━━ Dataset entries ━━

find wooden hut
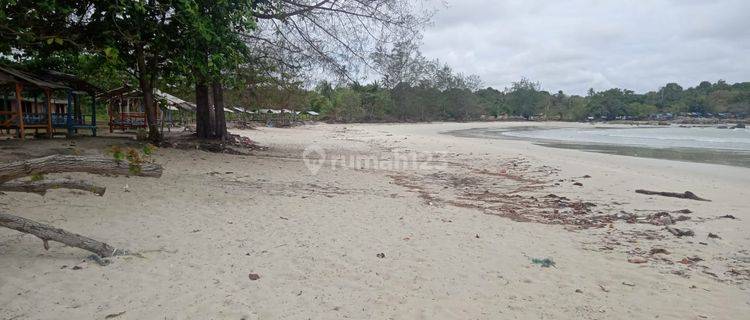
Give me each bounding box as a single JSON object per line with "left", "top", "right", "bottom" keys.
{"left": 0, "top": 66, "right": 99, "bottom": 138}
{"left": 39, "top": 70, "right": 101, "bottom": 136}
{"left": 99, "top": 86, "right": 196, "bottom": 132}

━━━

Output all the data, exactly, without images.

* [Task output]
find wooden hut
Give me each bounding box as a single JSON object per line with "left", "top", "right", "bottom" keys.
{"left": 0, "top": 66, "right": 99, "bottom": 138}
{"left": 39, "top": 70, "right": 101, "bottom": 136}
{"left": 99, "top": 86, "right": 196, "bottom": 132}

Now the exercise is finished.